-------- Data --------
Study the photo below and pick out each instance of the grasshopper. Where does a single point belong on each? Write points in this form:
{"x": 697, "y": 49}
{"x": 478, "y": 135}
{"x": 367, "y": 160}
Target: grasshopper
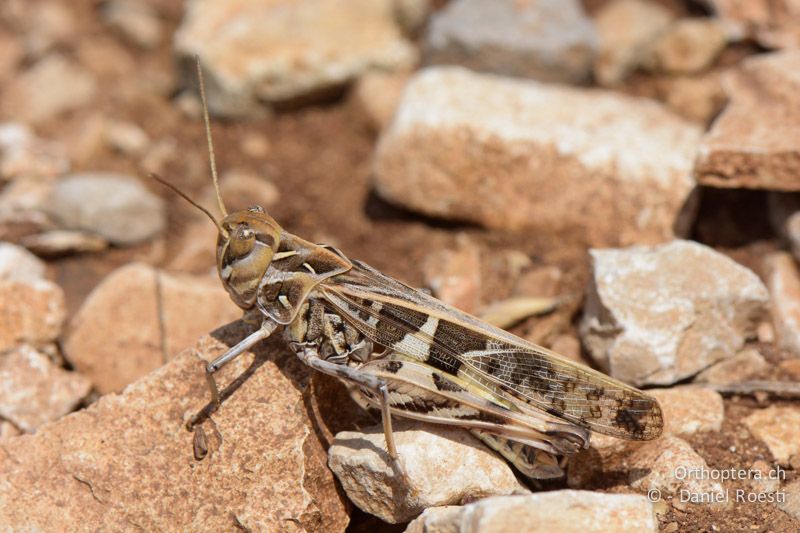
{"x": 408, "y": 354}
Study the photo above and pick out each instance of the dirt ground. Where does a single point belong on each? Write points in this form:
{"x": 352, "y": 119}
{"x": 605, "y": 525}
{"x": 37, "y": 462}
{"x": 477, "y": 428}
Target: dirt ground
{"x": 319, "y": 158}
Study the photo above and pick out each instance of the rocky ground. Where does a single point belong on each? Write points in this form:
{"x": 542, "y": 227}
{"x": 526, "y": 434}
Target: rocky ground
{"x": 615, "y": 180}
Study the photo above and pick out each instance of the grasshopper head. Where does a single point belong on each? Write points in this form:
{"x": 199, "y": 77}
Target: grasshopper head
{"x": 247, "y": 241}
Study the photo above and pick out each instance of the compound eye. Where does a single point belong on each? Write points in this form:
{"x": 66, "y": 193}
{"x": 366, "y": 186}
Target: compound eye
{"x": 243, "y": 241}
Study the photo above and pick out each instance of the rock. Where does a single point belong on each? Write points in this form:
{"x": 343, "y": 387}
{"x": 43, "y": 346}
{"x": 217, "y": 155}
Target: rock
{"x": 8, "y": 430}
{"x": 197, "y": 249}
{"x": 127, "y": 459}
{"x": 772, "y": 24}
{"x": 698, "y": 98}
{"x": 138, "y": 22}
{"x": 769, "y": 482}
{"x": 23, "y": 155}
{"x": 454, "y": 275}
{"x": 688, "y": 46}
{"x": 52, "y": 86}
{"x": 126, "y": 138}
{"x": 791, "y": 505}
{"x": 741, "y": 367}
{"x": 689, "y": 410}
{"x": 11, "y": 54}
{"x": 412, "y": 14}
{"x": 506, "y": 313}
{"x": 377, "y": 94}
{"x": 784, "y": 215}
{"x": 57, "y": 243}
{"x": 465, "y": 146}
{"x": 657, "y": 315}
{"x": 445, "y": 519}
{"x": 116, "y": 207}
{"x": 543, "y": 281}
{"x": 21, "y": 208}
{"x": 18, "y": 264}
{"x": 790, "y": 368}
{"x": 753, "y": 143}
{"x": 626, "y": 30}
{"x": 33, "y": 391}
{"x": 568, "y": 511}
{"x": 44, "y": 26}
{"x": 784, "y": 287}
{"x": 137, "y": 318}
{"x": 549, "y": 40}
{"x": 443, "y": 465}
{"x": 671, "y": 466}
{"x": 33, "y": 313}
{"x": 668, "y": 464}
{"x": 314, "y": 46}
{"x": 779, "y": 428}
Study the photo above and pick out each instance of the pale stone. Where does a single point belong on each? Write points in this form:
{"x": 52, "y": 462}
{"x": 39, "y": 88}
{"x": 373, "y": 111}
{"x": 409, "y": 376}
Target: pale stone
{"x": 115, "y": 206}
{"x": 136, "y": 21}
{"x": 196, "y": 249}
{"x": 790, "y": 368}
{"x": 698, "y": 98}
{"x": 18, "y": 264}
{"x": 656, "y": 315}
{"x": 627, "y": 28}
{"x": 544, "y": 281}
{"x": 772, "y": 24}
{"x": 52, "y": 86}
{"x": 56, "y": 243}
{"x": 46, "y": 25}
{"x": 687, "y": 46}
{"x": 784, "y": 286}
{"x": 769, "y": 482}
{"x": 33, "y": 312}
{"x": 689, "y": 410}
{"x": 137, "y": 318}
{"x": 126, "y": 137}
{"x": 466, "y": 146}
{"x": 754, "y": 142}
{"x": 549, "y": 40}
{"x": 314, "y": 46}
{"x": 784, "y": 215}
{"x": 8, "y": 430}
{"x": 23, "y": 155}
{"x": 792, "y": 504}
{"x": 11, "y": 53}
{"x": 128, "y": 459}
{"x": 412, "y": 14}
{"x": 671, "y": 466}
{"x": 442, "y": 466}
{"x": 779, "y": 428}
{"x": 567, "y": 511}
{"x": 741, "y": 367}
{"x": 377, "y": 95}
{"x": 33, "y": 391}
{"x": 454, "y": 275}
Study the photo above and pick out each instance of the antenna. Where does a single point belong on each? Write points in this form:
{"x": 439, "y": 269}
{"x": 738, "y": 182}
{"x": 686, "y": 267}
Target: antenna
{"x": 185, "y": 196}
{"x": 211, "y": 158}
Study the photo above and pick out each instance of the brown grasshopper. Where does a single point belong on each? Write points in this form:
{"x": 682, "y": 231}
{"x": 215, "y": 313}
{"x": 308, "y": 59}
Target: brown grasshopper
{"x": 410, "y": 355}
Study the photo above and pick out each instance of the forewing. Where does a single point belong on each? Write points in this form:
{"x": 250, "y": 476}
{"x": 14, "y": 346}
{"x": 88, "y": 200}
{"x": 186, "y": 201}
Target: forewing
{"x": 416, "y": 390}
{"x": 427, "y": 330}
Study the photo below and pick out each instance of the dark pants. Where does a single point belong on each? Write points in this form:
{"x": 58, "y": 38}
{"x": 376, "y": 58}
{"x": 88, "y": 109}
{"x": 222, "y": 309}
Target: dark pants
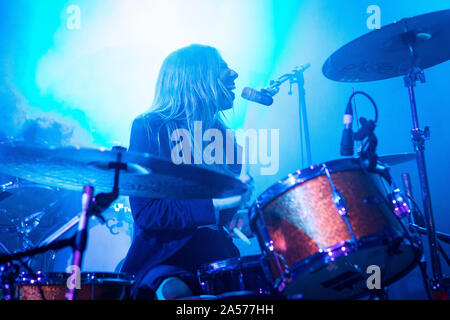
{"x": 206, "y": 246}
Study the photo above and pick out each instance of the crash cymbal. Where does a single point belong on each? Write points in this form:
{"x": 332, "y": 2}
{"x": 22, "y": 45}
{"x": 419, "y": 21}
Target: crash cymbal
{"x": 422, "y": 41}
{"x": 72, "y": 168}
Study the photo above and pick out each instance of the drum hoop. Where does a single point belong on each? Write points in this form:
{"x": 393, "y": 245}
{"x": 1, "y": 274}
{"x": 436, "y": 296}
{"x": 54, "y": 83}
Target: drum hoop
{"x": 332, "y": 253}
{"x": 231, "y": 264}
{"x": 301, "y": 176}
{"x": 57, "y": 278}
--------
Stated goal: Write out every entry again word for word, without any of the pictures.

The solution:
Study the photo below and pick out each instance of the grasshopper. Where does a single point belong on each? Write points in this form:
{"x": 697, "y": 49}
{"x": 478, "y": 135}
{"x": 367, "y": 160}
Target: grasshopper
{"x": 408, "y": 354}
Study the photo above and pick out each instance of the dirt ground. Where does a single point belong on each? Write points in this form:
{"x": 352, "y": 119}
{"x": 605, "y": 525}
{"x": 37, "y": 462}
{"x": 477, "y": 428}
Target: dirt ground
{"x": 319, "y": 158}
Study the photo above and pick out each instance of the rocky ground. Where does a single point belong on each? Write points in this form:
{"x": 542, "y": 227}
{"x": 526, "y": 434}
Target: rocky ground
{"x": 615, "y": 180}
Study the photo above and pick out each instance of the grasshopper head. Where does a single point belong on each? Write points in this form:
{"x": 199, "y": 77}
Target: grasshopper head
{"x": 247, "y": 241}
Study the photo above and pick out each instance of the compound eye. Where does a single point belong on each? Write points in this form:
{"x": 66, "y": 193}
{"x": 366, "y": 186}
Target: compound eye
{"x": 243, "y": 241}
Study the photo above and pick out each instance of the rock. Where does a single point belong on each? Write points in this form:
{"x": 343, "y": 387}
{"x": 43, "y": 346}
{"x": 217, "y": 155}
Target: rock
{"x": 8, "y": 430}
{"x": 197, "y": 249}
{"x": 127, "y": 459}
{"x": 772, "y": 24}
{"x": 698, "y": 98}
{"x": 138, "y": 22}
{"x": 769, "y": 482}
{"x": 23, "y": 155}
{"x": 454, "y": 275}
{"x": 688, "y": 46}
{"x": 52, "y": 86}
{"x": 126, "y": 138}
{"x": 791, "y": 505}
{"x": 741, "y": 367}
{"x": 689, "y": 410}
{"x": 11, "y": 54}
{"x": 412, "y": 14}
{"x": 506, "y": 313}
{"x": 377, "y": 94}
{"x": 784, "y": 215}
{"x": 57, "y": 243}
{"x": 465, "y": 146}
{"x": 657, "y": 315}
{"x": 445, "y": 519}
{"x": 116, "y": 207}
{"x": 543, "y": 281}
{"x": 21, "y": 208}
{"x": 18, "y": 264}
{"x": 790, "y": 368}
{"x": 753, "y": 143}
{"x": 626, "y": 30}
{"x": 33, "y": 391}
{"x": 568, "y": 511}
{"x": 44, "y": 26}
{"x": 784, "y": 287}
{"x": 137, "y": 318}
{"x": 549, "y": 40}
{"x": 443, "y": 465}
{"x": 671, "y": 466}
{"x": 33, "y": 313}
{"x": 668, "y": 464}
{"x": 314, "y": 46}
{"x": 779, "y": 428}
Study the photo above and pick out each instance of the pale stone. Where does a single point belong on each? Write points in this form:
{"x": 52, "y": 462}
{"x": 39, "y": 88}
{"x": 373, "y": 111}
{"x": 409, "y": 376}
Target: pale stone
{"x": 115, "y": 206}
{"x": 136, "y": 21}
{"x": 196, "y": 249}
{"x": 790, "y": 368}
{"x": 698, "y": 98}
{"x": 18, "y": 264}
{"x": 656, "y": 315}
{"x": 627, "y": 28}
{"x": 544, "y": 281}
{"x": 772, "y": 24}
{"x": 52, "y": 86}
{"x": 56, "y": 243}
{"x": 46, "y": 25}
{"x": 687, "y": 46}
{"x": 784, "y": 286}
{"x": 769, "y": 482}
{"x": 33, "y": 312}
{"x": 689, "y": 410}
{"x": 137, "y": 318}
{"x": 126, "y": 137}
{"x": 466, "y": 146}
{"x": 754, "y": 142}
{"x": 549, "y": 40}
{"x": 314, "y": 46}
{"x": 784, "y": 215}
{"x": 8, "y": 430}
{"x": 23, "y": 155}
{"x": 792, "y": 504}
{"x": 11, "y": 53}
{"x": 128, "y": 459}
{"x": 412, "y": 14}
{"x": 671, "y": 466}
{"x": 442, "y": 466}
{"x": 779, "y": 428}
{"x": 567, "y": 511}
{"x": 741, "y": 367}
{"x": 377, "y": 95}
{"x": 33, "y": 391}
{"x": 454, "y": 275}
Study the photo above and pick out each instance of the antenna. Where does a single point belong on each? Write points in this form:
{"x": 439, "y": 269}
{"x": 738, "y": 182}
{"x": 686, "y": 267}
Target: antenna
{"x": 185, "y": 196}
{"x": 211, "y": 158}
Study the photo above and pick out each instance of the brown grasshopper. Where does a single point belong on each? Write points in this form:
{"x": 682, "y": 231}
{"x": 215, "y": 313}
{"x": 308, "y": 59}
Target: brown grasshopper
{"x": 410, "y": 355}
Study the photo above and pick out each instance of the forewing. Where does a single point belong on each? Write points in this form:
{"x": 250, "y": 476}
{"x": 14, "y": 346}
{"x": 88, "y": 200}
{"x": 186, "y": 201}
Target: forewing
{"x": 416, "y": 390}
{"x": 427, "y": 330}
Study the photo below and pick out each instance of the dark pants. Where does a single point belong on each? Write points in this form:
{"x": 58, "y": 38}
{"x": 376, "y": 58}
{"x": 88, "y": 109}
{"x": 222, "y": 309}
Target: dark pants
{"x": 206, "y": 246}
Study the photo above and pick out each instance of the crash cymbal. Where does a single point belong on each? Write points in this form:
{"x": 332, "y": 2}
{"x": 22, "y": 45}
{"x": 419, "y": 21}
Target: crash cymbal
{"x": 422, "y": 41}
{"x": 72, "y": 168}
Study the photo above and pick out each instance of the drum hoop. Where does a single point belong on each? Write points in this form:
{"x": 393, "y": 245}
{"x": 1, "y": 274}
{"x": 436, "y": 296}
{"x": 54, "y": 83}
Target: drum hoop
{"x": 332, "y": 253}
{"x": 231, "y": 264}
{"x": 301, "y": 176}
{"x": 57, "y": 278}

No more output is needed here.